JOB: Beginning at the line containing "# locate human" and continuing to the end of the records below, give each line again exactly as it stands, and only those lines.

##### PROVIDED DATA #####

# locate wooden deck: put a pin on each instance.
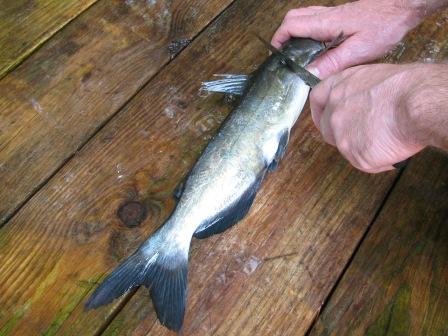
(100, 119)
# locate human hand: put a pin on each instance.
(371, 27)
(365, 112)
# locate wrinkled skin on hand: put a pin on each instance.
(372, 28)
(364, 112)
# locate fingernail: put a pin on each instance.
(314, 71)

#####

RESPONSE:
# locate human hand: put a pin on each instance.
(371, 27)
(365, 112)
# locate wrinkled skin on hand: put a pin on each instance.
(372, 28)
(364, 112)
# locate fingernail: put a pin on each instance.
(314, 71)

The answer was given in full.